> [Goal 1]: Write out part of the reptile egg thread word for word. Begin at the words "Red Tiger x" and stop after "my first time.".
> [Goal 2]: Extend the forum thread about reptile eggs and clutches past its last post.

How many more clutches am i to expect from my female?


----------



## DRD

clutch of dont know how many childrens python eggs as she is maternal incubating them!


----------



## HadesDragons

Just had a Yellow/Gold Hypo female lay a clutch - the dad's a really colourful visual Hypo as well (Fire and Ice Super Citrus x White Hypo) so there should be some cracking babies in there! :mf_dribble:


----------



## just_one_more

1 leo egg incubating :no1:

also other female gravid so hopefully the start of many more to come :2thumb:


----------



## shell2909

another 2 SHCT poss Baldy eggs laid today 
had 2 duds off my Talbino girl too


----------



## Cali2304

Found my first crestie eggs about 10 minutes ago, very white and healthy


----------



## wohic

2 more crestie eggs this morning


----------



## diesel50

I have got some Iran Jaya eggs cooking:2thumb:.


----------



## lukendaniel

we have 2 hermann tortoise eggs 



daniel


----------



## cornmorphs

incubator full of NOTHING lol.


----------



## wohic

cornmorphs said:


> incubator full of NOTHING lol.



all but one of mine are full of chicken and duck eggs to pass the time before the beardies and chams lay


----------



## Ian.g

i saw the dumerils breeding a while back, and caught the kenyan sand boas at it tonight! so fingers crossed for some baby dummies and KSB`s a bit later in the year :2thumb:


----------



## cornmorphs

wohic said:


> all but one of mine are full of chicken and duck eggs to pass the time before the beardies and chams lay


lol, i'd love to have some. one of my girls has had some chicks just hatch at nursery, they love them


----------



## TRISTAN_HALL

my dumerils,royal and eastern indigo should drop soon:flrt:


----------



## lukendaniel

more leo eggs for us

about 100 eggs uo to yet



daniel


----------



## HadesDragons

Red Tiger x Tangerine eggs have just started hatching, and a couple more females are starting to look pretty plump :mf_dribble:


----------



## ballonman1

:2thumb::2thumb:My corn snake has laid 16 eggs today, this is my first time.

> [Dataset extract]:

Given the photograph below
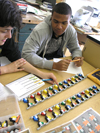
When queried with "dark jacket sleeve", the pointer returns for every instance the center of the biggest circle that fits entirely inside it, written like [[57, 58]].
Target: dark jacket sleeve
[[10, 50]]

> [Written response 1]:
Red Tiger x Tangerine eggs have just started hatching, and a couple more females are starting to look pretty plump :mf_dribble:


----------



## ballonman1

:2thumb::2thumb:My corn snake has laid 16 eggs today, this is my first time.

> [Written response 2]:
----------



## wohic

2 eggs from my bright red crestie group !


----------



## Girlie

I got 6 frilled dragon eggs in the incubator, laid about a week ago!!


----------



## steve_3125

USA Tangerine X WDD Orange trans leatherback 100% het hypo my first lot of eggs layed 22nd march, her first clutch but all looking good.


----------



## EP1

we have leo eggs bearded egge and corn eggs at the mo


----------



## snakeprint

I've just found my first hatchling of the season whizzing around the tub in the incubator. Mummy is due to drop her fourth clutch in the next few days as well. Hopefully it won't be too long before the other gecko pokes its little nose out. I'd forgotten just how small they are when they hatch!


----------



## shiprat

got leo eggs and a full female beardie!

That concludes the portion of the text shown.